[Extracted records]

(begin)

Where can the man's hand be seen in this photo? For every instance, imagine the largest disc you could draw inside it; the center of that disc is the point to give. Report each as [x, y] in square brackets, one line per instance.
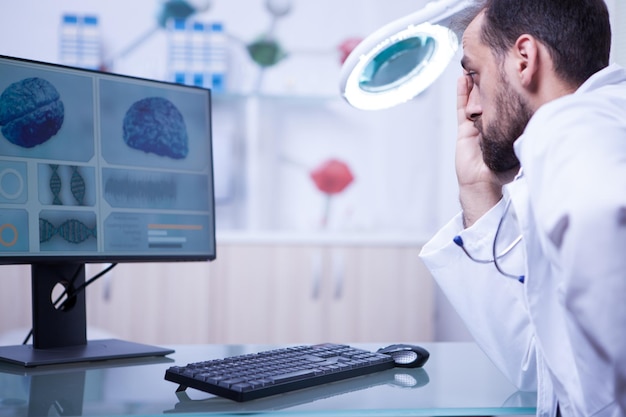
[479, 187]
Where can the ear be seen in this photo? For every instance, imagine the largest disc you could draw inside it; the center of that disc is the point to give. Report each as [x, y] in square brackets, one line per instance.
[527, 62]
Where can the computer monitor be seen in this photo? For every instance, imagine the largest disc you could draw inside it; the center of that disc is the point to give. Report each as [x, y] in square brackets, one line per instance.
[97, 168]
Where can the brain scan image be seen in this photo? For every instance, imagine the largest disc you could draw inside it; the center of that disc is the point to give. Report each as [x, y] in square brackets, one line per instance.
[155, 125]
[31, 112]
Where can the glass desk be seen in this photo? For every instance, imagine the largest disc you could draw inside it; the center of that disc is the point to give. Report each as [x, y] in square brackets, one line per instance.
[458, 380]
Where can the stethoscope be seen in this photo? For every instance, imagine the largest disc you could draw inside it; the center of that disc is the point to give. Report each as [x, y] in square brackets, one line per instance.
[458, 240]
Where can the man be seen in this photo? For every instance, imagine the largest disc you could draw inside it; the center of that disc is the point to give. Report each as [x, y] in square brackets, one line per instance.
[539, 102]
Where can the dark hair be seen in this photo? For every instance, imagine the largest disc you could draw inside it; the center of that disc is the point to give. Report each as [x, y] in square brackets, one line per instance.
[577, 33]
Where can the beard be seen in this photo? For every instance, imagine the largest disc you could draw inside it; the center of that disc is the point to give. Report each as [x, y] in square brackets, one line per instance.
[511, 117]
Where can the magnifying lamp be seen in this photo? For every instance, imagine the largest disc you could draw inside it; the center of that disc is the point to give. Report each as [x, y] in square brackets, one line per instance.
[401, 59]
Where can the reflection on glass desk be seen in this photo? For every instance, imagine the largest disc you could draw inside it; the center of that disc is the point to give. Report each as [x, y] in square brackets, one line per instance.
[458, 379]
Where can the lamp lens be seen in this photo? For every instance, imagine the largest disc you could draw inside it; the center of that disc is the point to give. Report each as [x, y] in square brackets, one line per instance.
[396, 63]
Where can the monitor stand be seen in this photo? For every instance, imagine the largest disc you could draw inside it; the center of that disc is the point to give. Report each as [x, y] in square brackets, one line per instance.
[60, 334]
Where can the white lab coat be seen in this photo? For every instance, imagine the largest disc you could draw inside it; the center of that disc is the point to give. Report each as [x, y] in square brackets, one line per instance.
[563, 331]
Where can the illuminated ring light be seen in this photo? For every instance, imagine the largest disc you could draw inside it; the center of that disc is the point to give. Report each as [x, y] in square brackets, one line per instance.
[366, 87]
[20, 188]
[402, 58]
[5, 243]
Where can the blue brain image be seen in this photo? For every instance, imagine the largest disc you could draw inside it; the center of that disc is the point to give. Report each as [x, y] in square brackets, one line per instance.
[155, 125]
[31, 112]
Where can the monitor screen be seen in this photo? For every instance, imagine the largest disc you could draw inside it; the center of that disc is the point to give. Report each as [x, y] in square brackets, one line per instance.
[102, 167]
[98, 167]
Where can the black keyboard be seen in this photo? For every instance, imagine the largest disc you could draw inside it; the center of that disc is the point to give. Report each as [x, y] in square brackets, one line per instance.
[257, 375]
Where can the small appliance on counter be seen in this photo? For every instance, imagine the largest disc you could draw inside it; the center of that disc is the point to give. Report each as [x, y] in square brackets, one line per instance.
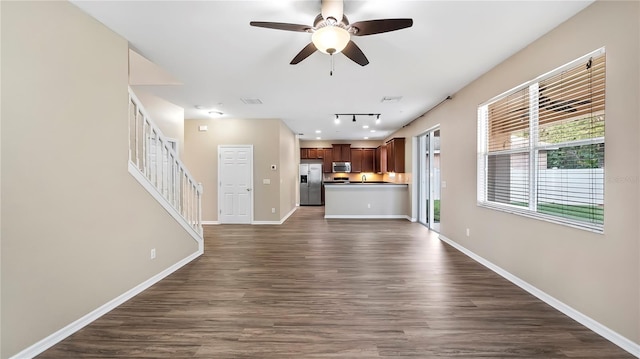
[311, 184]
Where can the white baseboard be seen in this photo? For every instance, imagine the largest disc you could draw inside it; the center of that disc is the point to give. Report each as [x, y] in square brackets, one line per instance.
[288, 215]
[614, 337]
[276, 222]
[367, 216]
[63, 333]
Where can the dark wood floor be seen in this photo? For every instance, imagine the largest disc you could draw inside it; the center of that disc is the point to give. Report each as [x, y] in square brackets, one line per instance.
[315, 288]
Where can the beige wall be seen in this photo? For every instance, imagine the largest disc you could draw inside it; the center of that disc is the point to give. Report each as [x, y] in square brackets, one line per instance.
[77, 229]
[201, 157]
[288, 170]
[596, 274]
[167, 116]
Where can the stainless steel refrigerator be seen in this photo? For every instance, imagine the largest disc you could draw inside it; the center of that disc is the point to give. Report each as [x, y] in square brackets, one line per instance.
[311, 184]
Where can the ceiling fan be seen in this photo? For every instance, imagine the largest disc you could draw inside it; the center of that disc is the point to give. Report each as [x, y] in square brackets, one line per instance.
[331, 36]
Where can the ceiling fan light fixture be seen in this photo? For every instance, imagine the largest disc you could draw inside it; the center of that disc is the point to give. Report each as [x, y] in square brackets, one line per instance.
[330, 39]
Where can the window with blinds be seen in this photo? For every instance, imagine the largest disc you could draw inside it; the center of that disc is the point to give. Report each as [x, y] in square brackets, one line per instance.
[541, 146]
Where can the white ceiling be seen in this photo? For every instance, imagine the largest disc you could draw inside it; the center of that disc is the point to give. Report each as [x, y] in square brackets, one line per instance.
[210, 48]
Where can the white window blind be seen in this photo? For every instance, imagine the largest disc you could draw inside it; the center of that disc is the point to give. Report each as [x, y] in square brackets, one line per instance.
[541, 146]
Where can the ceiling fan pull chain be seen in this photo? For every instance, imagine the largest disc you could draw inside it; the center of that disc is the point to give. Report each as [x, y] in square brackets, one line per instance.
[332, 66]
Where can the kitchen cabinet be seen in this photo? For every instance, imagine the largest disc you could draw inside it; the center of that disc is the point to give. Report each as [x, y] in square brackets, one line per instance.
[327, 161]
[395, 155]
[380, 160]
[342, 153]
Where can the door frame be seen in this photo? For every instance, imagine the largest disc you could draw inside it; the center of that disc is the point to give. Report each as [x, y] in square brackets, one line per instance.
[424, 174]
[251, 184]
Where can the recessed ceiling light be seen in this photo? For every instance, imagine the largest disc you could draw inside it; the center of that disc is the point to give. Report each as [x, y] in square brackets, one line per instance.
[251, 101]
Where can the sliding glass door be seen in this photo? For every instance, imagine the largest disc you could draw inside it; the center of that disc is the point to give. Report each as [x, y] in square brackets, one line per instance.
[429, 179]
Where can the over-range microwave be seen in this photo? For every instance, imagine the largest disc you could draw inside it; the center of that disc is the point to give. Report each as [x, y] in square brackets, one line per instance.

(end)

◆ TASK GOAL ◆
In the copy, include all records verbatim but no images.

◆ RESPONSE TO THE EXERCISE ◆
Where can the man's hand be seen in this photo? For every instance, imagine the largest disc you could draw inside it; the center of that disc is the point to give. Report each as [x, y] in square brackets, one line per instance.
[479, 187]
Where can the ear be seen in this photo? For every instance, imagine the largest disc you could draw inside it; the center of that disc is the point to give. Report each as [x, y] in square brackets, one line per instance.
[527, 62]
Where can the computer monitor be seen in this photo? For every instance, imagine the largest disc you could draw inside it; the center of that disc is the point to give. Report each as [x, y] in square brackets, one line per instance.
[97, 168]
Where can the brain scan image be seen in this photo? For every instance, imagine the largest disc you could draw inside it; the center of that disc is the point to give. Report each as [x, y] in square brackets, one line per instance.
[155, 125]
[31, 112]
Where can the glass desk be seen in this photo? For every instance, imagine the largest disc you could draw inside it; the center of that disc is the point to give. Report each as [x, y] in square brackets, one line per instance.
[458, 380]
Where can the stethoscope be seen in this photo? For every instance, imagine the largest disc you could draw inside it; the center of that disc is the point to give. Report each as [x, y] in square brackets, one line per instance.
[458, 240]
Where can the man be seen in this photo? For every instance, imagine the largest disc you could draw inside it; the center of that disc is the point to give. Report each as [x, y] in square brackets, one line per instance.
[539, 102]
Where can the dark hair be seen in this photo? For every instance, imagine the largest disc you could draw inside it; the center of that disc is the point to give. Report each as [x, y] in square brackets, one line per instance.
[577, 33]
Where can the beard be seen in this photo? For every instance, imagine the largest disc you could draw inside it; the center of that disc is the point to give. Report each as [x, y] in square brackets, one line per instance.
[511, 117]
Where can the magnifying lamp be seen in this photo? For every instance, imagine the largest disc you could draw inside it; the center of that disc is the point to give. Report each as [x, y] in square brackets, one line per instance.
[401, 59]
Where can the reflection on glass desk be seen in this photo? For every instance, imagine the largest disc you could draw inside it; the center of that disc is the point to give. Report each as [x, y] in square brackets, one line per instance.
[458, 379]
Where can the lamp lens be seen in this photo? For every instance, imagine the largest disc you could draw inside it; the center of that disc is the point to give. Report each as [x, y] in square brackets, one line per instance.
[396, 63]
Where can the monitor stand be seen in this photo? For every instance, imagine the largest disc you could draw inside it; the center of that disc is the point to give. Report each as [x, y] in square brackets, one line per instance.
[60, 334]
Where can the white lab coat be seen in this photo? For every instance, imagine the largest disc you could draw inside it; the center of that disc is the point to give. Report each as [x, y] in square brackets, one line per instance.
[563, 331]
Where can the illuminated ring light be seen in this photo? For every instance, imagine the largest disc you could draw inside it; the center of that disc is the point to give. Report each as [x, y] in square brackets, one line per instance.
[366, 87]
[20, 188]
[402, 58]
[5, 243]
Where can the blue brain image be seen in this photo? For every instance, imagine the largest disc you could draw inside it; the center of that disc is the point to give. Report each as [x, y] in square brackets, one line per instance.
[155, 125]
[31, 112]
Where can the monitor screen be seen in this photo? For every instance, imagine the largest disc you could draw inside it; the center of that disc is the point to give. Report each as [x, y] in square brackets, one line per instance.
[102, 167]
[98, 167]
Where can the black keyboard be seen in this photo? For every instance, imagine the largest disc you could draw inside it; the center of that disc is the point to give. Report each as [x, y] in square brackets, one line per instance.
[257, 375]
Where can the small appliance on counter be seen in this photo? For every instance, imagine the largest disc you could draw inside it; the center of that disc is the point to give. Report each as [x, y] in square brackets, one line per instance.
[311, 184]
Where can the white baseboard be seen in this photo? For every instance, imagine the largest disc you could draw inside it; the center of that disc is the point to give. Report each as [x, y] in square brackets, one line per instance.
[288, 215]
[614, 337]
[276, 222]
[367, 216]
[63, 333]
Where can the dark wood floor be seen in this photo? For every instance, imagine the largest disc you could draw inside it; the center of that disc is the point to give. Report each as [x, y] in square brackets, one line per instance.
[315, 288]
Where can the beige wall be seen in this photo? For every instance, imagine the largest disc you could draw inside it; the center of that disc is the point to give. Report each as [x, y] in square brackets, one line per instance.
[77, 229]
[201, 157]
[288, 170]
[596, 274]
[167, 116]
Where can the stainless steel refrigerator be seen in this photo? For every instance, imagine the largest disc you could draw inside it; the center of that disc is the point to give. Report each as [x, y] in square brackets, one line per instance.
[311, 184]
Where can the ceiling fan be seen in this photo? For every instance, imagine the largest disc you could draw inside it; the center of that disc is the point to give. Report each as [x, y] in square brackets, one line per instance.
[331, 36]
Where can the ceiling fan light fixture be seen in this photo? For every instance, imagine the largest disc you could draw inside it; the center of that disc is the point to give. Report each as [x, y] in square brackets, one line per instance.
[330, 39]
Where can the window with blinds be seen in this photo? For every instance, imagine the largest disc you could draw inside it; the center of that disc is the point to give. Report each as [x, y] in square brackets, one line per instance.
[541, 146]
Where can the white ceiling be seen in this photo? For every instance, imagine the largest disc you could draw inside it; the center of that disc is the point to give. Report each as [x, y] in square brackets, one line per instance.
[210, 48]
Where can the white window blind be seen in this photo? For every instance, imagine the largest disc you could draw inside it; the center of that disc is the point to give. Report each as [x, y] in square brackets, one line per instance.
[541, 146]
Where can the ceiling fan pull chain be seen in this photo? For every instance, imagine the largest disc you could draw inside it; the center of that disc is the point to give. Report each as [x, y] in square brackets, one line per instance.
[332, 66]
Where can the kitchen cabinet be seen in this photo? For every instance, imagine the largest disc you could draw inside it; the center of that disc is the point to give. Report each as [x, y] in square brackets, one line per instance.
[327, 161]
[395, 155]
[380, 160]
[342, 153]
Where can the door frame be seen in this photo? For every instance, imagine the largest disc you could draw inside it; the center of that disc is the point to give. Report each as [x, y] in square brackets, one line per instance.
[424, 174]
[251, 184]
Where can the recessed ceiling light be seen in this photo? For every instance, imagine the largest disc you could draw inside it; the center of that disc is the point to give. Report each as [x, y] in square brackets, one line per instance.
[251, 101]
Where can the sliding glass door be seen in this photo? For every instance, imagine the largest disc you could draw inside it; the center of that disc is the point to give. Report each as [x, y] in square brackets, one line per instance.
[429, 179]
Where can the over-range microwave be seen in this photo? For every instance, imagine the largest disc you could draw inside it; the center of that disc is the point to give. Report each as [x, y] in square brackets, one line per instance.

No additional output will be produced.